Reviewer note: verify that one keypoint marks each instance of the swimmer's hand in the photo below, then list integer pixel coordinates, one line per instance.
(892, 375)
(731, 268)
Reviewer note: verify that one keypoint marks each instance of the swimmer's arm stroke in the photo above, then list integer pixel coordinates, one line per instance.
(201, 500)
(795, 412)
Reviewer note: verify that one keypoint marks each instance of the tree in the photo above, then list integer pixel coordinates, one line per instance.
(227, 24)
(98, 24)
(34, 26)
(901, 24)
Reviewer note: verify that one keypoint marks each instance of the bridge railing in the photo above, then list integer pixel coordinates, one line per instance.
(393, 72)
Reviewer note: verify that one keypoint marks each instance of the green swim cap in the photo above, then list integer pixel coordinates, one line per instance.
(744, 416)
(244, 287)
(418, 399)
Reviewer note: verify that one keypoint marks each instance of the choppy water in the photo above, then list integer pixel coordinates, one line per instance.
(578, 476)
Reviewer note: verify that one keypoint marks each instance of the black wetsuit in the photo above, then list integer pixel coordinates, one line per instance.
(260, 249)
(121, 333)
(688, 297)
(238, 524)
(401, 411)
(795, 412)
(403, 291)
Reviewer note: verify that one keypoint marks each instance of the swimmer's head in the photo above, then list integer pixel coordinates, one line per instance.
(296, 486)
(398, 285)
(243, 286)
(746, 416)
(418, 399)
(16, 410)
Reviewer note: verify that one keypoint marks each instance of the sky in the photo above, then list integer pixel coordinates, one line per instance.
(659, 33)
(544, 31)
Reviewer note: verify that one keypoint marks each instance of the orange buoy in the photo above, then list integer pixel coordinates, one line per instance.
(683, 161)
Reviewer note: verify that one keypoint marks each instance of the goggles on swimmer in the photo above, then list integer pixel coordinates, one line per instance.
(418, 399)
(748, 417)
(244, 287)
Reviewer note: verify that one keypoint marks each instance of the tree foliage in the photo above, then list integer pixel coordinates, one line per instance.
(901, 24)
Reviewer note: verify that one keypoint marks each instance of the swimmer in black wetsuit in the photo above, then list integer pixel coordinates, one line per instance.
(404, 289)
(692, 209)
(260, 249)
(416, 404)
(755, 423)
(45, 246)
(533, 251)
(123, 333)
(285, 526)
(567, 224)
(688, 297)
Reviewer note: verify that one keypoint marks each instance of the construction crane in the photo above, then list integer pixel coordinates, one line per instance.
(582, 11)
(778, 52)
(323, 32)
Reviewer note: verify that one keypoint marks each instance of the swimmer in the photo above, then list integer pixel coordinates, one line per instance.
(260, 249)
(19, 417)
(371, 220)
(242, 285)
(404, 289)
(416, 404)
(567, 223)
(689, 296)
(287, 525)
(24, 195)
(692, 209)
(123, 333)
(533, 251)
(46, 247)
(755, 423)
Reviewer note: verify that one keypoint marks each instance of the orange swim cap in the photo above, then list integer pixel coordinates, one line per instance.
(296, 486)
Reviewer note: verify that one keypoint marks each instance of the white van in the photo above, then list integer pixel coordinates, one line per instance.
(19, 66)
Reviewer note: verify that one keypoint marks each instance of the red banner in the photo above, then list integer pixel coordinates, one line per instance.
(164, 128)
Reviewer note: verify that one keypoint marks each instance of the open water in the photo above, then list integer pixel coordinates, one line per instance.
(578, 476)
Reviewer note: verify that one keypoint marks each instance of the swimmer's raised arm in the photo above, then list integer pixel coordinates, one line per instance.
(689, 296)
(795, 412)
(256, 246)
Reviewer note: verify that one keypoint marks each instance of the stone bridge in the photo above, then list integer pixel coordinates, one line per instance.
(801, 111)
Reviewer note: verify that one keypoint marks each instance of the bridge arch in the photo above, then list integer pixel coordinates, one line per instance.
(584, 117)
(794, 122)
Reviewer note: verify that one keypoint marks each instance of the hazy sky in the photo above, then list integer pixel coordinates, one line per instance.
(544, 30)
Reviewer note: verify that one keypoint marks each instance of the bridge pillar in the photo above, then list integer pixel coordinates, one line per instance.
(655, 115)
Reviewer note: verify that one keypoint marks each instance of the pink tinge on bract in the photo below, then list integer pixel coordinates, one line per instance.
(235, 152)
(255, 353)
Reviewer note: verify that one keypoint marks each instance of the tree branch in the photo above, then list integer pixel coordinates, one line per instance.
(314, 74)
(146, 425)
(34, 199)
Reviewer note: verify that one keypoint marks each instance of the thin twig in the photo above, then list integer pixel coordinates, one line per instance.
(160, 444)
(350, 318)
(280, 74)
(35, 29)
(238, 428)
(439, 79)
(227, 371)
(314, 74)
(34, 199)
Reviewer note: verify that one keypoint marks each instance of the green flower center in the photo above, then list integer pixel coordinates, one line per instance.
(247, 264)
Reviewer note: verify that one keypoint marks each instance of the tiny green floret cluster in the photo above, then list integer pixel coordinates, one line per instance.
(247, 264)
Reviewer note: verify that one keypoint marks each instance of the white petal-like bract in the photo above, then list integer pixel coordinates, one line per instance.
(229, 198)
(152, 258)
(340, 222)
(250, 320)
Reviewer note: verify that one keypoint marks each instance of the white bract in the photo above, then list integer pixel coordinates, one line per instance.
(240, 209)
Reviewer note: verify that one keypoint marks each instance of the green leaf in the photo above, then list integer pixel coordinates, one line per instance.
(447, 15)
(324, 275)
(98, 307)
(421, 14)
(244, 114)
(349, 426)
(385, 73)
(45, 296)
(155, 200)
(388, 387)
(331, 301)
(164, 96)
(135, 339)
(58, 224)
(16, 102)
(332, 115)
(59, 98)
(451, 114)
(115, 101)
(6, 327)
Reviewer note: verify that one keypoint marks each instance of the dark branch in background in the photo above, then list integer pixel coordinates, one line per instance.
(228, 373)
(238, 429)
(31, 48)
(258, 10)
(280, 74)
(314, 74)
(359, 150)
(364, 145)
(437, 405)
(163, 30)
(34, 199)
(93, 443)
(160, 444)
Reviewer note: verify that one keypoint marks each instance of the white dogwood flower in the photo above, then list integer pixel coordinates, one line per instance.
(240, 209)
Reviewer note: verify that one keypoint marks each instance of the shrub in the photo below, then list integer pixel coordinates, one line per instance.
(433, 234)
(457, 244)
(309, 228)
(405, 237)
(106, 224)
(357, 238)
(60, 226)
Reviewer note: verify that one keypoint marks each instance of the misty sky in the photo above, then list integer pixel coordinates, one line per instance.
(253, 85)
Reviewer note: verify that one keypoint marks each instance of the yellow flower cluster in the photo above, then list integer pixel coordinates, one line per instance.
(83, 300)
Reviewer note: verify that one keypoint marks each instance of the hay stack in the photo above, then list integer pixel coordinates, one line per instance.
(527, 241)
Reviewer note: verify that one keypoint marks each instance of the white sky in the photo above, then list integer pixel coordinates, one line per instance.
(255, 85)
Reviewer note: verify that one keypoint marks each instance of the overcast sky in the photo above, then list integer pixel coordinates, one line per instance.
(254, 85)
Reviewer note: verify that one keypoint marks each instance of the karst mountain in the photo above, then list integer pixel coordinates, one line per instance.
- - -
▸ What is needed: Convert the lines from the one containing "the hay stack" (inclusive) through the end of the items above into a Markdown table with the columns Row and Line. Give each line its own numbered row and leave out blank lines.

▸ Correct output:
| Row | Line |
|---|---|
| 1 | Reviewer note: verify that one keypoint marks each instance of the hay stack in the photo above, then list integer pixel coordinates, one line per instance. |
| 2 | (527, 241) |
| 3 | Reviewer note: verify that one keypoint marks each instance of the white sky in the photo above, then list integer pixel coordinates, one line per instance. |
| 4 | (255, 85) |
| 5 | Reviewer note: verify that one keypoint marks each instance of the overcast sky in the photo above, then list integer pixel coordinates, one line per instance. |
| 6 | (254, 85) |
| 7 | Reviewer note: verify that one keypoint marks each instance of the karst mountain in the photo above, then list integer pixel coordinates, one line per instance. |